Contour labeling entries:

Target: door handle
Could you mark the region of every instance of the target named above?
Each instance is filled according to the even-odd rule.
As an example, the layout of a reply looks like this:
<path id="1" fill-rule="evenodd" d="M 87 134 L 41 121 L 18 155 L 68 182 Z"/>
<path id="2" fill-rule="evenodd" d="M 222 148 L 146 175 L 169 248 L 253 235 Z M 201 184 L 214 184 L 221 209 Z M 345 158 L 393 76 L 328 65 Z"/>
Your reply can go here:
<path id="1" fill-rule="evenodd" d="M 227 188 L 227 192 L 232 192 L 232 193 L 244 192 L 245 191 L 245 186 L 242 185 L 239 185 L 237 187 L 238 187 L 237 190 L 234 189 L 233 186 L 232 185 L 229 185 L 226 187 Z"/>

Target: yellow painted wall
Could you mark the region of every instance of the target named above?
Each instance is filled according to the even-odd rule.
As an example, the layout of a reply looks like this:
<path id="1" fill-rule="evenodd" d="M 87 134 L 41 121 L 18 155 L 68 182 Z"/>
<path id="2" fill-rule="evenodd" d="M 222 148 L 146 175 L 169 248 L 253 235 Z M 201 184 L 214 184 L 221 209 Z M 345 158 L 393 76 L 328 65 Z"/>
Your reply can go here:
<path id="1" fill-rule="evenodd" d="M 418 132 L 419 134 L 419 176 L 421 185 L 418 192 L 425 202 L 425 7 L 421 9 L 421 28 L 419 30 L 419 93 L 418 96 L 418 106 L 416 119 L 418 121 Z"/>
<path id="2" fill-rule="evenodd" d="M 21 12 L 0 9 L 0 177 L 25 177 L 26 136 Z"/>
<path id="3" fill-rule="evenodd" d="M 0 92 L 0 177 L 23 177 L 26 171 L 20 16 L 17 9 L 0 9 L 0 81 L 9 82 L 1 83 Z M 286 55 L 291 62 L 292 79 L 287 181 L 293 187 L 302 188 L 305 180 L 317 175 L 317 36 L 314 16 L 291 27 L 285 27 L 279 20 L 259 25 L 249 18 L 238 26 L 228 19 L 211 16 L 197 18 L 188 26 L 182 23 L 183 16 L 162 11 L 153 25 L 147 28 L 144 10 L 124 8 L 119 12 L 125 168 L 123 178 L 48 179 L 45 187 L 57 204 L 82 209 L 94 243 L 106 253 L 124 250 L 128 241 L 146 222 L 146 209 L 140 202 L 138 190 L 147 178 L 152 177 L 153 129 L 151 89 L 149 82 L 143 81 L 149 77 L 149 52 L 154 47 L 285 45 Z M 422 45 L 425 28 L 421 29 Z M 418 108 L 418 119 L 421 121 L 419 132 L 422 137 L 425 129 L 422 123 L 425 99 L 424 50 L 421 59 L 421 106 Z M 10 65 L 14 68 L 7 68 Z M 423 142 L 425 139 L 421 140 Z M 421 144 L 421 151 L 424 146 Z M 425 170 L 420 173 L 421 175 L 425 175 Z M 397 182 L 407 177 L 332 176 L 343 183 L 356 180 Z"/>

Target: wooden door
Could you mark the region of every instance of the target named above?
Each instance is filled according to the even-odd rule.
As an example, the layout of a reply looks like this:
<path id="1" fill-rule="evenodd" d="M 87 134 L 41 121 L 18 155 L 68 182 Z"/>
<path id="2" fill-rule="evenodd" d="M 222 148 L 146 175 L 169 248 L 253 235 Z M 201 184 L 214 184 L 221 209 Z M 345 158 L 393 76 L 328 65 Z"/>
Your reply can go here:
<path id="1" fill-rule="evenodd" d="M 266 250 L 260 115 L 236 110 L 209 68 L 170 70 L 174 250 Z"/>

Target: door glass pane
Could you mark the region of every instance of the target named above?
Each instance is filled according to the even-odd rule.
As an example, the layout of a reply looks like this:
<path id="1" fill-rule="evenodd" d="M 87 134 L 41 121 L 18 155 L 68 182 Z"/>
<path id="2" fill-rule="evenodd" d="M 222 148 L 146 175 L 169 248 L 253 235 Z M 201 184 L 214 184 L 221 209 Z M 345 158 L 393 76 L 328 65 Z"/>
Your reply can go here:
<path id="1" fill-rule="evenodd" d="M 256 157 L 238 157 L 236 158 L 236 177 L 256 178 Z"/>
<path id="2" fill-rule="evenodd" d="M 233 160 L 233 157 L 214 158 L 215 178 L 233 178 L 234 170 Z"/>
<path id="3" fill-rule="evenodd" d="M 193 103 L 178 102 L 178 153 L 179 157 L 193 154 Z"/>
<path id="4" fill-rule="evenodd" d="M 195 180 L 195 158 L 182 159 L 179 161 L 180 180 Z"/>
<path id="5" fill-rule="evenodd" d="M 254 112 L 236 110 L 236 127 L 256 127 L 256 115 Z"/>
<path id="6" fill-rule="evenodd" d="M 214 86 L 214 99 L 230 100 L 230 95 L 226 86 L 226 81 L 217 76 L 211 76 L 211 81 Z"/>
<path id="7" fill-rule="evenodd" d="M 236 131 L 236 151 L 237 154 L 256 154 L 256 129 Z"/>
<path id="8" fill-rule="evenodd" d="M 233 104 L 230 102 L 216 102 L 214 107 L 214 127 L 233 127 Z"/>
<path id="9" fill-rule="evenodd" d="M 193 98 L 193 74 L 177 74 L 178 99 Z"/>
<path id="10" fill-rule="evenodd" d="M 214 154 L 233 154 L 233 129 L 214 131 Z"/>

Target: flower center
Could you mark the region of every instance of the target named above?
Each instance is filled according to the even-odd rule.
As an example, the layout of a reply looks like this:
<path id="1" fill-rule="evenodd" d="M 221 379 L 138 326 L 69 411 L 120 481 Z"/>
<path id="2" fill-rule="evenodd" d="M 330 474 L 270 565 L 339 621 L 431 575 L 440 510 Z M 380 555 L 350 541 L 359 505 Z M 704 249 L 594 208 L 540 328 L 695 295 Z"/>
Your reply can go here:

WHAT YOU WILL DO:
Substitute "area" for each occurrence of "region" throughout the material above. Reproduce everything else unchanged.

ANSWER BELOW:
Target: door handle
Could you mark the area of every instance of the target named above?
Each instance is filled according to the even-odd rule.
As an example, the layout of a reply looks like this:
<path id="1" fill-rule="evenodd" d="M 87 134 L 41 121 L 18 155 L 68 182 Z"/>
<path id="2" fill-rule="evenodd" d="M 222 148 L 146 175 L 169 248 L 253 235 Z M 201 184 L 214 184 L 221 209 Z M 345 158 L 393 76 L 328 65 Z"/>
Your reply can go here:
<path id="1" fill-rule="evenodd" d="M 227 188 L 227 192 L 232 192 L 232 193 L 244 192 L 245 191 L 245 186 L 242 185 L 239 185 L 237 187 L 238 187 L 237 190 L 234 189 L 233 186 L 232 185 L 229 185 L 226 187 Z"/>

Target: yellow painted wall
Could you mark the area of every instance of the target named above?
Each instance is filled according to the even-odd rule.
As an example, the layout of a reply looks like this:
<path id="1" fill-rule="evenodd" d="M 87 134 L 41 121 L 18 155 L 68 182 Z"/>
<path id="2" fill-rule="evenodd" d="M 222 148 L 146 175 L 169 248 L 253 235 Z M 201 184 L 214 184 L 221 209 Z M 345 158 L 393 76 L 328 65 Z"/>
Your reply can go here:
<path id="1" fill-rule="evenodd" d="M 418 132 L 419 134 L 419 176 L 421 185 L 418 192 L 425 202 L 425 7 L 421 9 L 421 28 L 419 30 L 419 93 L 418 96 L 418 106 L 416 119 L 418 121 Z"/>
<path id="2" fill-rule="evenodd" d="M 21 12 L 0 9 L 0 177 L 25 177 L 26 136 Z"/>
<path id="3" fill-rule="evenodd" d="M 0 92 L 0 177 L 23 177 L 26 171 L 20 16 L 17 9 L 0 9 L 0 81 L 9 82 L 1 83 Z M 286 55 L 291 62 L 292 79 L 287 181 L 293 187 L 302 188 L 305 180 L 317 175 L 317 36 L 314 16 L 291 27 L 285 27 L 279 20 L 259 25 L 249 18 L 238 26 L 228 19 L 211 16 L 197 18 L 188 26 L 182 23 L 183 16 L 162 11 L 153 25 L 147 28 L 144 10 L 124 8 L 119 12 L 125 168 L 123 178 L 48 179 L 45 187 L 57 204 L 82 209 L 94 243 L 106 253 L 124 250 L 128 241 L 146 222 L 146 209 L 140 202 L 138 190 L 147 178 L 152 177 L 153 129 L 151 89 L 149 82 L 143 81 L 149 77 L 149 52 L 154 47 L 285 45 Z M 422 45 L 425 28 L 421 29 Z M 418 108 L 418 119 L 421 121 L 419 132 L 422 137 L 425 129 L 422 123 L 425 99 L 424 50 L 421 59 L 421 106 Z M 10 65 L 14 68 L 7 68 Z M 423 142 L 425 139 L 421 140 Z M 421 144 L 421 151 L 424 146 Z M 425 170 L 420 173 L 421 175 L 425 175 Z M 397 182 L 407 177 L 332 176 L 343 183 L 356 180 Z"/>

Target: wooden door
Could you mark the area of every instance of the target named above?
Each instance is filled according to the even-odd rule.
As an example, the layout of a reply looks like this:
<path id="1" fill-rule="evenodd" d="M 87 134 L 41 121 L 18 155 L 68 182 Z"/>
<path id="2" fill-rule="evenodd" d="M 222 148 L 146 175 L 169 248 L 253 235 Z M 201 184 L 214 184 L 221 209 Z M 345 158 L 393 76 L 328 65 Z"/>
Your reply can go here:
<path id="1" fill-rule="evenodd" d="M 266 250 L 260 115 L 236 110 L 209 68 L 170 70 L 174 250 Z"/>

Target: door glass pane
Could you mark the area of every instance of the target named above?
Each instance is filled according to the even-odd rule.
As an example, the layout of a reply looks like this:
<path id="1" fill-rule="evenodd" d="M 87 134 L 41 121 L 18 155 L 68 182 Z"/>
<path id="2" fill-rule="evenodd" d="M 222 148 L 146 175 L 169 248 L 253 235 Z M 201 184 L 214 184 L 221 209 Z M 345 158 L 393 76 L 328 65 Z"/>
Your reply can go here:
<path id="1" fill-rule="evenodd" d="M 256 157 L 238 157 L 236 158 L 236 177 L 256 178 Z"/>
<path id="2" fill-rule="evenodd" d="M 233 160 L 233 157 L 214 158 L 215 178 L 233 178 L 234 170 Z"/>
<path id="3" fill-rule="evenodd" d="M 193 103 L 178 102 L 178 153 L 179 157 L 193 154 Z"/>
<path id="4" fill-rule="evenodd" d="M 195 180 L 195 158 L 182 159 L 179 161 L 180 180 Z"/>
<path id="5" fill-rule="evenodd" d="M 254 112 L 236 110 L 236 127 L 256 127 L 256 115 Z"/>
<path id="6" fill-rule="evenodd" d="M 214 86 L 214 99 L 230 100 L 230 95 L 226 86 L 226 81 L 217 76 L 211 76 L 211 81 Z"/>
<path id="7" fill-rule="evenodd" d="M 236 131 L 236 151 L 237 154 L 256 154 L 256 129 Z"/>
<path id="8" fill-rule="evenodd" d="M 233 104 L 230 102 L 216 102 L 214 107 L 214 127 L 233 127 Z"/>
<path id="9" fill-rule="evenodd" d="M 193 98 L 193 74 L 177 74 L 178 99 Z"/>
<path id="10" fill-rule="evenodd" d="M 214 154 L 233 154 L 233 129 L 214 131 Z"/>

Target: flower center
Could you mark the area of every instance of the target named above?
Each instance is filled according to the even-odd rule.
As an example, the layout of a reply looks like this:
<path id="1" fill-rule="evenodd" d="M 221 379 L 138 326 L 69 411 L 120 481 Z"/>
<path id="2" fill-rule="evenodd" d="M 330 474 L 270 565 L 339 621 L 431 575 L 440 510 Z M 380 555 L 350 541 L 359 505 Z M 704 249 L 594 208 L 540 328 L 695 295 Z"/>
Your reply can go here:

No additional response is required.